_Selected extract_
For more information about how to use GROHMM, see the tutorial or documentation.

BEDTools intersect

Output files
  • bedtools/
    • *_filtered.bed:

The pipeline optionally takes a filter_bed, which can then be used to filter the predicted transcripts before counting is performed. This could be promoter regions to drop or histone modifications, such as H3K4me1 and H3K27ac, which are often associated with enhancers.

From the PINTS documentation:

We assume distal bidirectional transcripts are mainly from enhancer RNA transcription. To extract candidate enhancers from the pool of all TREs, we need a bed file that defines proximal TREs (promoters), then we can use bedtools to extract distal TREs as follows:

bedtools intersect -a SampleA_1_bidirectional_peaks.bed -b promoters.bed -v > SampleA_1_bidirectional_peaks.distalTREs.bed

They’ve also created some bed files that might be useful for analysis.

_Entries shown_

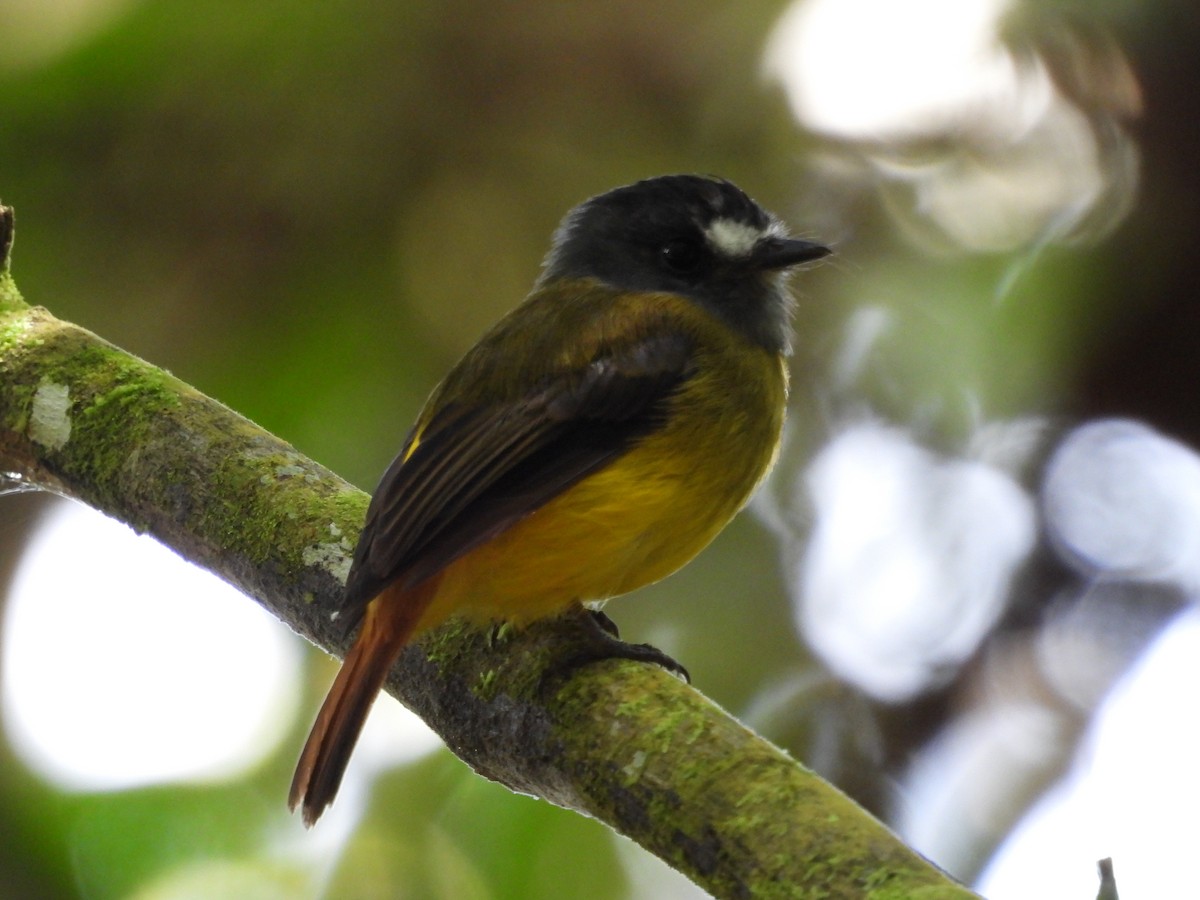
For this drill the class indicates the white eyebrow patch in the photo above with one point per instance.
(732, 239)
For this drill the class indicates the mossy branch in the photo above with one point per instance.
(623, 742)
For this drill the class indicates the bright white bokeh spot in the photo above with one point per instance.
(970, 775)
(869, 69)
(972, 141)
(1122, 501)
(910, 559)
(124, 665)
(1132, 795)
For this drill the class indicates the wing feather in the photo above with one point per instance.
(475, 472)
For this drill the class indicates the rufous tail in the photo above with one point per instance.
(387, 627)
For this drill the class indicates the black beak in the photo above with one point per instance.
(772, 253)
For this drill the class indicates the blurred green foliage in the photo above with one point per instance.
(309, 210)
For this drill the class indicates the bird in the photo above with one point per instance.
(594, 441)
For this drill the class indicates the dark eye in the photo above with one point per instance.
(683, 257)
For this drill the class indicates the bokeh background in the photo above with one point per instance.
(966, 593)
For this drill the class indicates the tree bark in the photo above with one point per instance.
(623, 742)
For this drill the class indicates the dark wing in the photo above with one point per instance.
(477, 472)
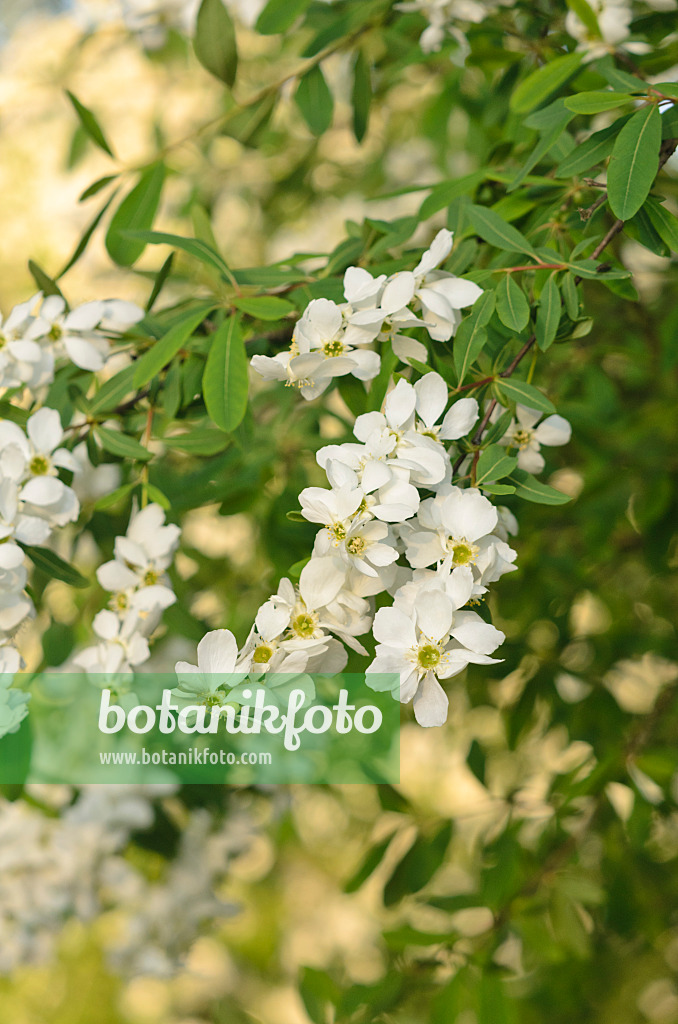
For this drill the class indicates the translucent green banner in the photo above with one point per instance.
(205, 729)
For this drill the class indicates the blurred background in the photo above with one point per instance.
(321, 882)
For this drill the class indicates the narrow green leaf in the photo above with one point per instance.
(362, 95)
(200, 441)
(548, 314)
(113, 391)
(493, 465)
(96, 186)
(90, 124)
(195, 247)
(544, 82)
(267, 307)
(135, 213)
(225, 379)
(471, 336)
(533, 489)
(279, 15)
(512, 306)
(634, 162)
(214, 42)
(523, 393)
(164, 350)
(664, 222)
(122, 445)
(84, 241)
(314, 100)
(53, 566)
(595, 102)
(493, 228)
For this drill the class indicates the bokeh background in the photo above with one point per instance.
(590, 615)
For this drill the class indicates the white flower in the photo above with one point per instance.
(524, 434)
(201, 684)
(424, 638)
(136, 576)
(122, 647)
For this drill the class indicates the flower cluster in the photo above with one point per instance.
(34, 501)
(139, 589)
(391, 521)
(332, 340)
(39, 332)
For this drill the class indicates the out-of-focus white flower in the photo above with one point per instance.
(526, 434)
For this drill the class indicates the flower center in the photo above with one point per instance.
(334, 348)
(428, 656)
(262, 654)
(304, 625)
(462, 551)
(39, 466)
(521, 438)
(338, 531)
(355, 546)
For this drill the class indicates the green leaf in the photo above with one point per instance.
(135, 213)
(90, 124)
(596, 148)
(84, 241)
(523, 393)
(195, 247)
(96, 186)
(664, 222)
(533, 489)
(214, 42)
(512, 306)
(471, 336)
(314, 100)
(362, 95)
(53, 566)
(164, 350)
(634, 162)
(279, 15)
(548, 314)
(494, 229)
(493, 465)
(122, 445)
(110, 501)
(595, 102)
(447, 192)
(200, 441)
(113, 391)
(225, 378)
(263, 306)
(46, 285)
(545, 81)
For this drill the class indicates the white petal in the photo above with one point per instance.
(433, 613)
(459, 419)
(553, 430)
(431, 397)
(430, 704)
(217, 652)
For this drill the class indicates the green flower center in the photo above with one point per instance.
(334, 348)
(262, 654)
(428, 656)
(522, 438)
(304, 625)
(39, 466)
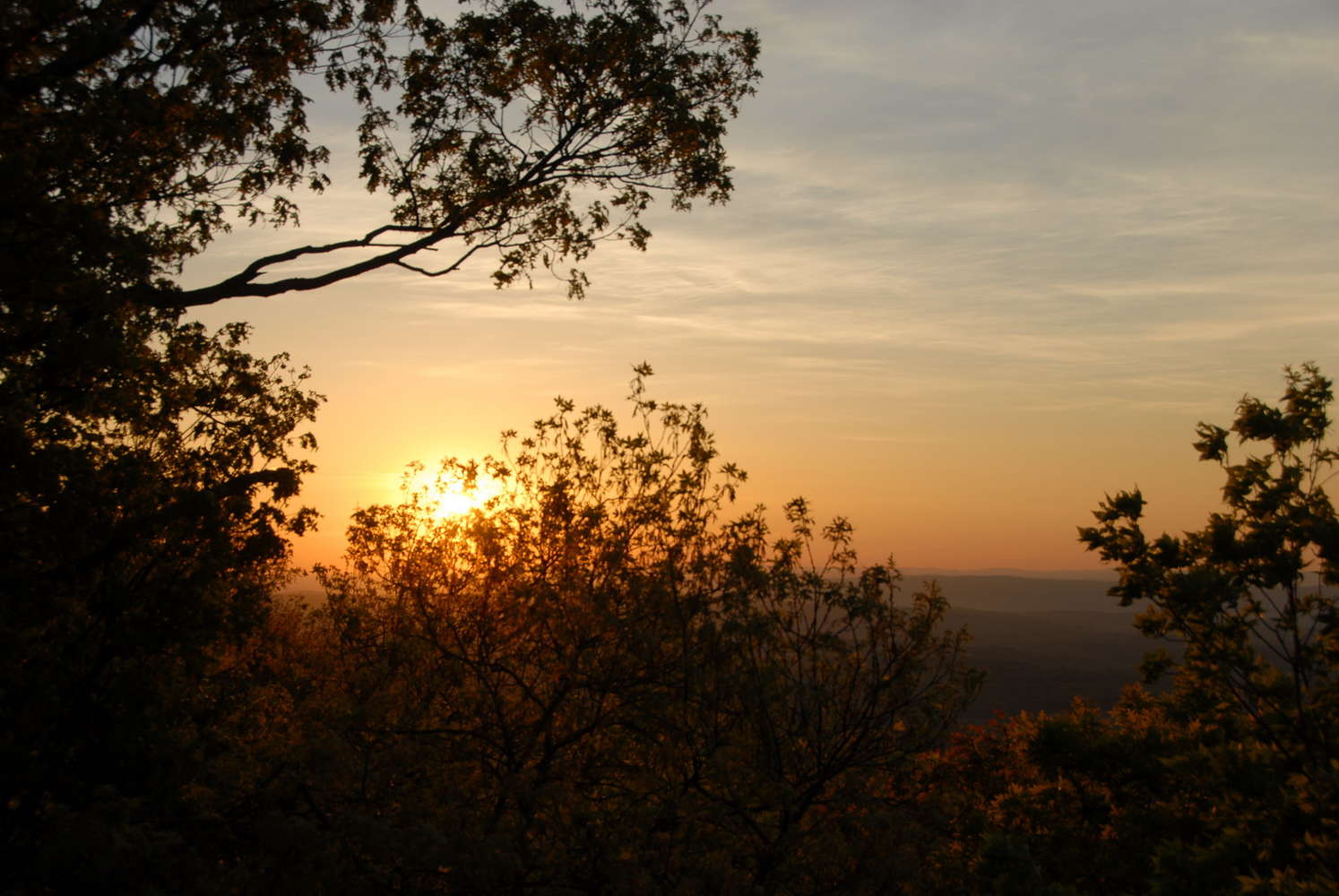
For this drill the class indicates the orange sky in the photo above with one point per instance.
(981, 267)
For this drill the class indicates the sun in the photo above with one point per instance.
(450, 495)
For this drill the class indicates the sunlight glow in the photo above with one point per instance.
(452, 495)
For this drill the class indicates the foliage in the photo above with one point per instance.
(1251, 599)
(134, 130)
(612, 687)
(143, 525)
(146, 465)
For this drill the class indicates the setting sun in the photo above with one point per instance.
(452, 492)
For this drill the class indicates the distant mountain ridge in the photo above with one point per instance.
(1022, 593)
(1042, 641)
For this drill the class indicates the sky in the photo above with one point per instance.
(986, 262)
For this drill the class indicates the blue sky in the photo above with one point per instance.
(984, 262)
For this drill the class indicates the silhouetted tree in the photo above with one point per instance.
(146, 466)
(1251, 601)
(609, 687)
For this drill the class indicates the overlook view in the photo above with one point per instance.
(669, 446)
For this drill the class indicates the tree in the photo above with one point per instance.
(133, 129)
(611, 686)
(1251, 600)
(140, 544)
(146, 466)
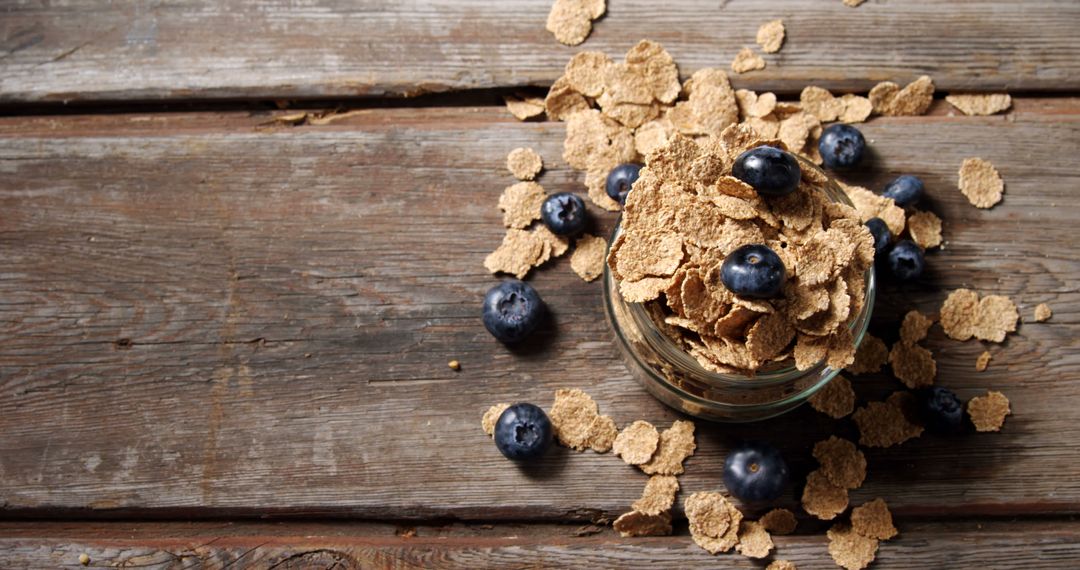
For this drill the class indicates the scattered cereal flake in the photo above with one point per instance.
(634, 524)
(659, 494)
(524, 107)
(516, 255)
(754, 540)
(571, 418)
(874, 520)
(822, 499)
(981, 182)
(570, 21)
(521, 204)
(588, 257)
(981, 104)
(849, 548)
(913, 365)
(915, 98)
(926, 229)
(637, 443)
(883, 424)
(988, 412)
(841, 462)
(779, 521)
(602, 434)
(915, 326)
(835, 399)
(770, 36)
(491, 416)
(871, 355)
(524, 163)
(676, 444)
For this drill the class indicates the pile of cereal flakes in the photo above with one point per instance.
(620, 111)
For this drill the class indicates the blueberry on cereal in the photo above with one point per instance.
(620, 180)
(769, 171)
(755, 472)
(564, 214)
(905, 190)
(523, 432)
(754, 271)
(512, 310)
(905, 260)
(841, 146)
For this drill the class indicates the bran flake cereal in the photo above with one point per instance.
(926, 229)
(491, 416)
(841, 462)
(988, 412)
(770, 36)
(658, 497)
(588, 257)
(980, 104)
(888, 98)
(822, 499)
(871, 355)
(1042, 313)
(746, 60)
(873, 520)
(849, 548)
(675, 445)
(524, 107)
(779, 521)
(634, 524)
(754, 541)
(524, 163)
(981, 182)
(836, 398)
(636, 443)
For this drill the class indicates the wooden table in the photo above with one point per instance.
(224, 342)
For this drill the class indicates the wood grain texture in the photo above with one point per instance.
(200, 316)
(95, 50)
(999, 545)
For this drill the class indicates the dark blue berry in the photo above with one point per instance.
(755, 472)
(512, 310)
(564, 214)
(770, 171)
(523, 432)
(753, 271)
(880, 232)
(841, 146)
(905, 190)
(905, 260)
(942, 411)
(620, 180)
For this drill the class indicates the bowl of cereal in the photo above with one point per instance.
(686, 335)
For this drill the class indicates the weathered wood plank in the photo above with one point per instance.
(200, 317)
(1014, 544)
(93, 50)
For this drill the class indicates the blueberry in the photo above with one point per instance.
(905, 260)
(841, 146)
(770, 171)
(512, 310)
(905, 190)
(942, 411)
(880, 232)
(753, 271)
(564, 214)
(620, 180)
(755, 472)
(523, 432)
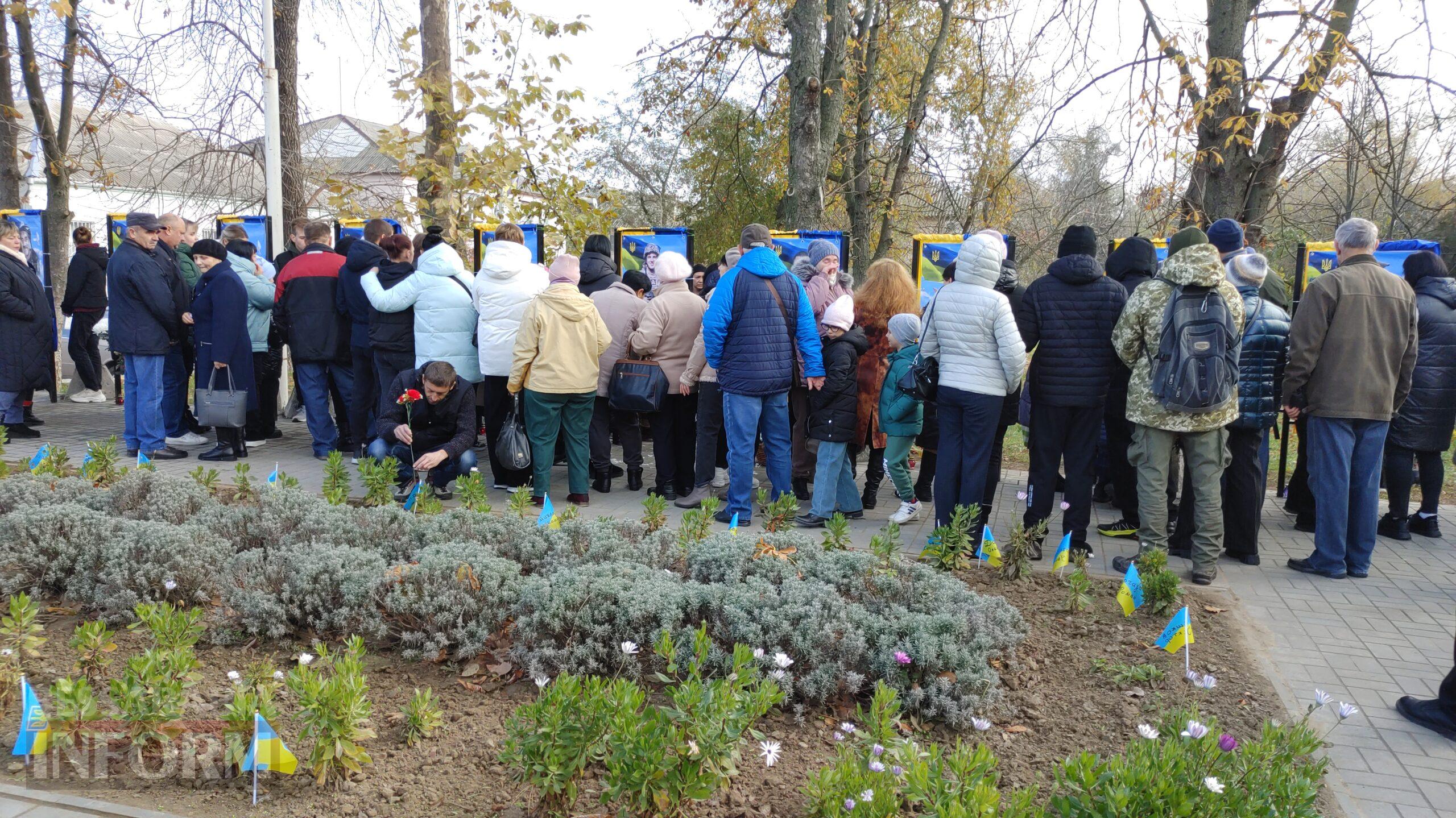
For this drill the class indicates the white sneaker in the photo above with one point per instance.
(906, 513)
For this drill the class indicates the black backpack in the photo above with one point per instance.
(1197, 364)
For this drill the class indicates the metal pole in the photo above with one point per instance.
(273, 155)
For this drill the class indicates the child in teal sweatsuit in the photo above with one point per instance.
(900, 416)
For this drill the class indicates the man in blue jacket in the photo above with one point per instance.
(756, 333)
(143, 323)
(363, 256)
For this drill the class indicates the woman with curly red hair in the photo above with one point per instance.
(887, 290)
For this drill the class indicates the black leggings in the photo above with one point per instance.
(1400, 478)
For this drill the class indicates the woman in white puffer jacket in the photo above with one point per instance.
(506, 284)
(971, 333)
(445, 310)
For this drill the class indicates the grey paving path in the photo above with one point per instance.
(1368, 642)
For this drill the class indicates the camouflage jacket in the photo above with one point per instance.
(1139, 333)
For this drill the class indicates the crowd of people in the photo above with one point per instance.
(1152, 385)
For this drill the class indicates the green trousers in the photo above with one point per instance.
(1206, 455)
(897, 462)
(549, 414)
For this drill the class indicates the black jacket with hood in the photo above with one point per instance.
(392, 333)
(835, 408)
(1132, 264)
(597, 273)
(1068, 316)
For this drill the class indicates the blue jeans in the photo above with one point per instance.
(744, 417)
(1345, 475)
(440, 476)
(173, 392)
(835, 482)
(969, 422)
(11, 408)
(313, 391)
(144, 430)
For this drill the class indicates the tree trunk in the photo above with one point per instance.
(439, 104)
(857, 200)
(290, 137)
(9, 124)
(913, 118)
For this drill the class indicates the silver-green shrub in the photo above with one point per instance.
(453, 599)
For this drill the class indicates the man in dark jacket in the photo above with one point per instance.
(1351, 351)
(1130, 264)
(433, 434)
(85, 303)
(1421, 433)
(597, 271)
(753, 334)
(363, 256)
(1011, 286)
(392, 335)
(144, 323)
(1068, 316)
(306, 312)
(177, 411)
(1261, 370)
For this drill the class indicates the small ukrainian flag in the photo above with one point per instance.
(35, 728)
(1130, 596)
(1177, 634)
(1064, 555)
(548, 516)
(991, 552)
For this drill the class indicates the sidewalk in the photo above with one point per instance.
(1362, 641)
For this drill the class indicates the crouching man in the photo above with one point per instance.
(428, 425)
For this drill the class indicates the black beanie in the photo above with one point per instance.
(210, 248)
(1079, 239)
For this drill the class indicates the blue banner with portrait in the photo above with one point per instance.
(354, 227)
(257, 229)
(1321, 255)
(535, 240)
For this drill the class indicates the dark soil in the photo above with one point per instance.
(1056, 705)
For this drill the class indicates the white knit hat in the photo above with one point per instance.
(841, 313)
(673, 267)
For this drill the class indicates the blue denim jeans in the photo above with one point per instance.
(1345, 475)
(969, 422)
(173, 392)
(744, 417)
(144, 429)
(313, 389)
(440, 476)
(12, 411)
(835, 482)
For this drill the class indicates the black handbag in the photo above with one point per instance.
(226, 409)
(513, 449)
(924, 376)
(637, 386)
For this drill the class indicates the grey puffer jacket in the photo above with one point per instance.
(971, 329)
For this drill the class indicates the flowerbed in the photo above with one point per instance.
(464, 586)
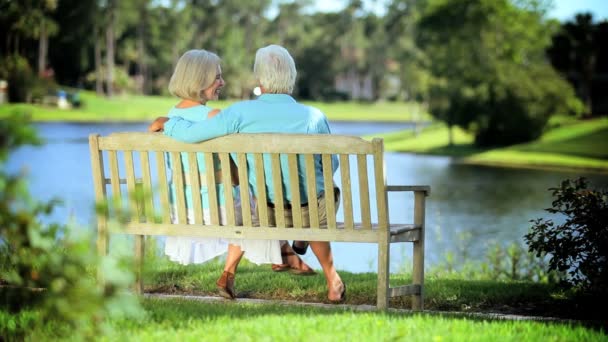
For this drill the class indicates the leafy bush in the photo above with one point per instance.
(20, 76)
(579, 245)
(49, 268)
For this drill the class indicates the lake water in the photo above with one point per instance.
(470, 208)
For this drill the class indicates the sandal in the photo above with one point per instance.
(342, 296)
(300, 250)
(282, 267)
(286, 267)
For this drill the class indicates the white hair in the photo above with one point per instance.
(275, 69)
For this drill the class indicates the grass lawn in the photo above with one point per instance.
(453, 292)
(147, 108)
(573, 145)
(175, 320)
(185, 320)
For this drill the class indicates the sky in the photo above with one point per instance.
(563, 10)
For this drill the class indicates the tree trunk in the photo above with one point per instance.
(98, 72)
(43, 45)
(110, 52)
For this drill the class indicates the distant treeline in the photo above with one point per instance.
(459, 58)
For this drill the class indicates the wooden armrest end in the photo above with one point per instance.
(425, 188)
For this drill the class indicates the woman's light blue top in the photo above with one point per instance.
(270, 113)
(194, 114)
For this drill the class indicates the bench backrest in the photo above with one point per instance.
(125, 163)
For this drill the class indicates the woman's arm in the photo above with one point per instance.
(158, 125)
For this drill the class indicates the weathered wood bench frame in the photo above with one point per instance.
(105, 152)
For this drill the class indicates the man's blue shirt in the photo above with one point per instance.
(270, 113)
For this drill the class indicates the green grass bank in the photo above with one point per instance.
(566, 144)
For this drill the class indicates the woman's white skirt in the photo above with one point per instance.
(195, 250)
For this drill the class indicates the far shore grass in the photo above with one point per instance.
(568, 144)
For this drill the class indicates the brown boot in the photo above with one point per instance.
(225, 285)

_Work to complete_
1 - For each statement, say whether it agrees with the BEDTools intersect excerpt. Answer yes or no, and quote the deciding words of the excerpt. (a) The pipeline requires a filter_bed. (b) H3K4me1 and H3K27ac are histone modifications often associated with enhancers. (c) The predicted transcripts are filtered after counting is performed.
2 - Print the passage of the BEDTools intersect excerpt starting at "The pipeline optionally" and ending at "associated with enhancers.".
3 - Pick up the BEDTools intersect excerpt from where it stops and continue writing it.
Nothing in the listing is needed for what follows.

_Answers_
1 -
(a) No: "The pipeline optionally takes a filter_bed"
(b) Yes: "histone modifications, such as H3K4me1 and H3K27ac, which are often associated with enhancers"
(c) No: "filter the predicted transcripts before counting is performed"

2 -
The pipeline optionally takes a filter_bed, which can then be used to filter the predicted transcripts before counting is performed. This could be promoter regions to drop or histone modifications, such as H3K4me1 and H3K27ac, which are often associated with enhancers.

3 -
We have prepared promoter reference bed files (500 bp regions flanking protein-coding transcripts) for human and mouse genomes:

Quantification

featureCounts

Output files
  • <ALIGNER>/featurecounts/
    • *.featureCounts.txt: featureCounts biotype-level quantification results for each sample.
    • *.featureCounts.txt.summary: featureCounts summary file containing overall statistics about the counts.
    • *_mqc.tsv: MultiQC custom content files used to plot biotypes in report.

featureCounts from the Subread package is a quantification tool used to summarise the mapped read distribution over genomic features such as genes, exons, promotors, gene bodies, genomic bins and chromosomal locations. We can also use featureCounts to count overlaps with different classes of genomic features. This provides an additional QC to check which features are most abundant in the sample, and to highlight potential problems such as rRNA contamination.

Workflow reporting and genomes

Reference genome files

Output files
  • genome/
    • *.fa, *.gtf, *.gff, *.bed, .tsv: If the --save_reference parameter is provided then all of the genome reference files will be placed in this directory.
  • genome/index/
    • bwa/: Directory containing bwa indices.
    • bwa-mem2/: Directory containing bwa-mem2 indices.
    • dragmap/: Directory containing DRAGMAP indices.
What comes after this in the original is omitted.